● Exercise data
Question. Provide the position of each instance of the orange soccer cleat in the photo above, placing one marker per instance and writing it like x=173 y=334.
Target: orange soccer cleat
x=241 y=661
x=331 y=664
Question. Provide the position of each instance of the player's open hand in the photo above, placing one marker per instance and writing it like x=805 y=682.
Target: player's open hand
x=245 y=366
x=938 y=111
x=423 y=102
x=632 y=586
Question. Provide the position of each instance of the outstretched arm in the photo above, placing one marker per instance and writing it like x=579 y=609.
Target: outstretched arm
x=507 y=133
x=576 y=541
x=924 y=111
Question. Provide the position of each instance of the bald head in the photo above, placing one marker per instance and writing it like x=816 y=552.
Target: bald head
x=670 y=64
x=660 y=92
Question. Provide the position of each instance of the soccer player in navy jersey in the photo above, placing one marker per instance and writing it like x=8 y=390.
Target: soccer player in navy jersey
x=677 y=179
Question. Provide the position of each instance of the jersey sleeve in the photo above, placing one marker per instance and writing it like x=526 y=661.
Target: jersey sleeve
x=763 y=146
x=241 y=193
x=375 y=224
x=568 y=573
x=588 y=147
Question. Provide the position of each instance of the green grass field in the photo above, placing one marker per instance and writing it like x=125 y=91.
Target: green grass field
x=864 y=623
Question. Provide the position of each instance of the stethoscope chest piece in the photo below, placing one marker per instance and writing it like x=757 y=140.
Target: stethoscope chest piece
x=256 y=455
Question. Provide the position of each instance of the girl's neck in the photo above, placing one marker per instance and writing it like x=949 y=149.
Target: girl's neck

● Problem statement
Give again, exactly as written, every line from the first one above through the line that has "like x=757 y=140." in it.

● Output
Question. Provide the position of each instance of the orange soccer cleat in the photo above, placing one marker per instance and writing it like x=173 y=334.
Target: orange soccer cleat
x=241 y=661
x=331 y=664
Question. Provide the position of each instance of the player's open hand in the photo above, placing one marker per instance and writing it like x=805 y=682.
Target: player's open hand
x=245 y=366
x=938 y=111
x=423 y=102
x=632 y=586
Question. Provide the position of each instance of the outstretched arm in the photo above, placing one marker per instance and writing it like x=579 y=609.
Target: outstretched arm
x=507 y=133
x=576 y=541
x=924 y=111
Question. Provide the position of each instance of the bald head in the photo above, placing one marker per instance and writing it like x=816 y=552.
Target: bald head
x=670 y=64
x=660 y=92
Question. Provide the position of each instance of the soccer player in navy jersey in the photo above, placing one marker per instance and writing it like x=8 y=390.
Target: soccer player in navy jersey
x=677 y=179
Question. Provide the position of each instance of the jersey sleeve in the photo above, placing one marker per instance and writing it like x=526 y=661.
Target: jersey sleeve
x=763 y=146
x=241 y=193
x=375 y=224
x=568 y=573
x=588 y=147
Question. Provide the position of each instance of the green grass field in the photo above, placing one marker per instance and writing it like x=125 y=91.
Target: green grass field
x=864 y=623
Question. Provide the position of each instance of the stethoscope chest piece in the photo below, placing one marker per instance and writing it like x=757 y=140.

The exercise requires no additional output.